== Aim of the task ==
Nothing should be left out. Transcribe the entries exactly as written.

== The input ==
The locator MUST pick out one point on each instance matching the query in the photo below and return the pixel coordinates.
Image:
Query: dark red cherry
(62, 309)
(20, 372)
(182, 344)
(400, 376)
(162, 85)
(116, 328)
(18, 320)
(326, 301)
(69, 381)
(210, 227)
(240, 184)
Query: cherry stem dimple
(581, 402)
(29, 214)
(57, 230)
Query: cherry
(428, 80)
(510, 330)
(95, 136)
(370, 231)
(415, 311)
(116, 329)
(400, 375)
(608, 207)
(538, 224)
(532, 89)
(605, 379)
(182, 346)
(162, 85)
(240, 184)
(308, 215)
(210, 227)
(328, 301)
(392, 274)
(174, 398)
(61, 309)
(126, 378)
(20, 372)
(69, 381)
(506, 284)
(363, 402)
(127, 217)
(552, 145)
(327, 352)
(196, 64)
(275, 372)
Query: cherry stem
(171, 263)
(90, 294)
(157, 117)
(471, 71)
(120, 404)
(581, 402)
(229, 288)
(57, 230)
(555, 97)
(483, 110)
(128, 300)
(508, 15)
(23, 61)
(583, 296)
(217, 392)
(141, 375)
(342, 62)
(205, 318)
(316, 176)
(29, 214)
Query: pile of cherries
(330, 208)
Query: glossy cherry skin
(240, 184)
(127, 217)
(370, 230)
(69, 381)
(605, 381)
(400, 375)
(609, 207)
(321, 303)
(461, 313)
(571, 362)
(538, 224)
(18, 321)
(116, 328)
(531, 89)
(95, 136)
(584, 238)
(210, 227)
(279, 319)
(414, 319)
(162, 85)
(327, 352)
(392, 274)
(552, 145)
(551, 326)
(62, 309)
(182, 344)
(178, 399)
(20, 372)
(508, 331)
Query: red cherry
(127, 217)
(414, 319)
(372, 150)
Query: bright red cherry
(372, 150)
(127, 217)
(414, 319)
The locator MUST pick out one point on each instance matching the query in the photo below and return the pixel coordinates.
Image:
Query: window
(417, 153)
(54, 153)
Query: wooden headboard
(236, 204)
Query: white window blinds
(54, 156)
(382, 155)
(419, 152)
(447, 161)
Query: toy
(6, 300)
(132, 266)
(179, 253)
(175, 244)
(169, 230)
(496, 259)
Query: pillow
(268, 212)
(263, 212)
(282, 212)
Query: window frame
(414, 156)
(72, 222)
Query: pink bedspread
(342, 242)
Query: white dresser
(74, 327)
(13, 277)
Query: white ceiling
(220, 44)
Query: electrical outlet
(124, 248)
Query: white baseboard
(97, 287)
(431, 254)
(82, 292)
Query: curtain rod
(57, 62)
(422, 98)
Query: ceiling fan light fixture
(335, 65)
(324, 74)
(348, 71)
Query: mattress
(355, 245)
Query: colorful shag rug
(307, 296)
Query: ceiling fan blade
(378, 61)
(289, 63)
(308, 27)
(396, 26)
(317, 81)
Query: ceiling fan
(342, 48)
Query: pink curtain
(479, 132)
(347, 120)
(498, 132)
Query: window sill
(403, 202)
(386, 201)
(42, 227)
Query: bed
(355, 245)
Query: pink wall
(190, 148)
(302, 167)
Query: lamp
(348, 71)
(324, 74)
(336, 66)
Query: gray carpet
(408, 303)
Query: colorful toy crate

== Task result ==
The locator MUST pick out one point on each instance matching the query in the photo below and return the pixel coordinates.
Image:
Query: dark red cherry
(62, 309)
(20, 372)
(182, 344)
(400, 376)
(162, 85)
(116, 328)
(18, 320)
(326, 301)
(69, 381)
(210, 227)
(240, 184)
Query: cherry stem dimple
(581, 402)
(29, 214)
(57, 230)
Query: cherry
(428, 80)
(510, 330)
(95, 136)
(370, 231)
(415, 311)
(116, 329)
(400, 375)
(608, 207)
(538, 224)
(532, 89)
(605, 379)
(182, 346)
(162, 85)
(240, 184)
(308, 215)
(210, 227)
(328, 301)
(392, 274)
(174, 398)
(61, 309)
(126, 378)
(20, 372)
(69, 381)
(506, 284)
(363, 402)
(127, 217)
(552, 145)
(327, 352)
(196, 64)
(275, 372)
Query: cherry stem
(171, 263)
(90, 294)
(157, 117)
(471, 71)
(120, 404)
(581, 402)
(229, 288)
(57, 230)
(555, 97)
(483, 110)
(128, 300)
(508, 15)
(23, 61)
(583, 296)
(217, 392)
(141, 375)
(342, 62)
(205, 318)
(316, 176)
(29, 214)
Query: pile of cherries
(330, 208)
Query: glossy cherry skin
(240, 184)
(127, 217)
(370, 230)
(69, 381)
(605, 381)
(400, 375)
(609, 207)
(321, 303)
(461, 313)
(571, 362)
(538, 224)
(18, 321)
(116, 328)
(531, 89)
(95, 136)
(584, 238)
(210, 227)
(279, 319)
(414, 319)
(162, 85)
(327, 352)
(392, 274)
(552, 145)
(551, 326)
(62, 309)
(182, 344)
(178, 399)
(20, 372)
(508, 331)
Query: red cherry
(127, 217)
(414, 319)
(372, 150)
Query: bright red cherry
(372, 150)
(127, 217)
(414, 319)
The locator MUST pick out one point on each instance matching the query in the photo below and return the pixel coordinates.
Image:
Query: window
(417, 153)
(54, 153)
Query: wooden headboard
(236, 204)
Query: white window blinds
(54, 156)
(382, 155)
(419, 152)
(447, 161)
Query: toy
(6, 300)
(132, 266)
(179, 253)
(175, 244)
(169, 230)
(496, 259)
Query: pillow
(268, 212)
(263, 212)
(282, 212)
Query: window frame
(414, 156)
(72, 222)
Query: pink bedspread
(342, 242)
Query: white dresser
(74, 327)
(13, 277)
Query: white ceiling
(220, 44)
Query: electrical outlet
(124, 248)
Query: white baseboard
(97, 287)
(431, 254)
(82, 292)
Query: curtain rod
(57, 62)
(422, 98)
Query: ceiling fan light fixture
(335, 65)
(324, 74)
(348, 71)
Query: mattress
(355, 245)
Query: colorful shag rug
(307, 296)
Query: ceiling fan blade
(378, 61)
(289, 63)
(308, 27)
(396, 26)
(317, 81)
Query: ceiling fan
(342, 48)
Query: pink curtain
(479, 132)
(347, 120)
(498, 132)
Query: window sill
(403, 202)
(386, 201)
(42, 227)
Query: bed
(355, 245)
Query: pink wall
(190, 148)
(302, 167)
Query: lamp
(348, 71)
(324, 74)
(336, 66)
Query: gray carpet
(408, 303)
Query: colorful toy crate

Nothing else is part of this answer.